**Yönergeler**
A: Karar metninde "DAVA TARİHİ : 30.11.2018" sözlerini içeren ifadeyle başlayıp "bozulmasına karar verilmiştir." ile biten bölümü hiç değiştirmeden döndürün.
B: Aşağıdaki ifadelerin karar metniyle uyuşup uyuşmadığını belirtin. Her biri için evet ya da hayır deyin ve metinde buna karar veren sözleri aynen alıntılayın.
(i) Dava 30.11.2018 tarihinde açılmıştır.
(ii) Bölge Adliye Mahkemesi bozma kararına uymamıştır.
(iii) Yeniden yapılan yargılamada davalı kadının kusursuz olduğu tespit edilmiştir.
C: Karar metninin başında büyük harfle yazılıp iki nokta üst üsteyle ayrılan alan adlarının hepsini sıralayın.

**Seçilen Bölüm**
"İçtihat Metni"
...
MAHKEMESİ : ... Bölge Adliye Mahkemesi 2. Hukuk Dairesi
SAYISI : 2023/246 E., 2023/405 K.
DAVA TARİHİ : 30.11.2018
KARAR : Karar verilmesine yer olmadığına, kadın eşin kusursuz olduğunun tespiti
Taraflar arasında İlk Derece Mahkemesinde görülen ve istinaf incelemesinden geçen boşanma davasında verilen karar hakkında yapılan temyiz incelemesi sonucunda, Dairece ... Bölge Adliye Mahkemesi 2.Hukuk Dairesi kararının, davalı kadının kusursuz olduğunun tespitine karar verilmesi gerektiği gerekçesiyle bozulmasına karar verilmiştir.
Bölge Adliye Mahkemesince bozmaya uyularak yeniden yapılan yargılama sonucunda; boşanma davası hakkında evlilik ölümle sona erdiğinde karar verilmesine yer olmadığına, davalı kadının kusursuz olduğunun tespitine karar verilmiştir.

Saklanan öğeler:
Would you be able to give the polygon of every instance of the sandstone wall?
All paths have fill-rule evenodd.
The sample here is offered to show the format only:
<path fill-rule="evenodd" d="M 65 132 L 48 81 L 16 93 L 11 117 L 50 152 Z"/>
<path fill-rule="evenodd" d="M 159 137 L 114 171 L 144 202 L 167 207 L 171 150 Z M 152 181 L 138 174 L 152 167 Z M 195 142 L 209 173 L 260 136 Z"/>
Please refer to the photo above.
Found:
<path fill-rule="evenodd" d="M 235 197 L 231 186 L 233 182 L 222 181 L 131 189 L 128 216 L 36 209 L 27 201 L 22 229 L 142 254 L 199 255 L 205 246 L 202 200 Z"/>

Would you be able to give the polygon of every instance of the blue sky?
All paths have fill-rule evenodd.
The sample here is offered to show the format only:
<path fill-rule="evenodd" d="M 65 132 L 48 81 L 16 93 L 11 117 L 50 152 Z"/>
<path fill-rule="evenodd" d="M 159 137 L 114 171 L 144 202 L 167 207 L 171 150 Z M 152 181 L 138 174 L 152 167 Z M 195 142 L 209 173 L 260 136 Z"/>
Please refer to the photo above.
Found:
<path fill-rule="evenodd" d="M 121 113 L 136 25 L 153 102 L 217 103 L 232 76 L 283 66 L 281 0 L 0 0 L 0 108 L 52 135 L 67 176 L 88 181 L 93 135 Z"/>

**Görev Yanıtları**
A:
DAVA TARİHİ : 30.11.2018
KARAR : Karar verilmesine yer olmadığına, kadın eşin kusursuz olduğunun tespiti
Taraflar arasında İlk Derece Mahkemesinde görülen ve istinaf incelemesinden geçen boşanma davasında verilen karar hakkında yapılan temyiz incelemesi sonucunda, Dairece ... Bölge Adliye Mahkemesi 2.Hukuk Dairesi kararının, davalı kadının kusursuz olduğunun tespitine karar verilmesi gerektiği gerekçesiyle bozulmasına karar verilmiştir.

B:
(i) Evet: "DAVA TARİHİ : 30.11.2018"
(ii) Hayır: "Bölge Adliye Mahkemesince bozmaya uyularak yeniden yapılan yargılama sonucunda"
(iii) Evet: "davalı kadının kusursuz olduğunun tespitine karar verilmiştir."

C: MAHKEMESİ, SAYISI, DAVA TARİHİ, KARAR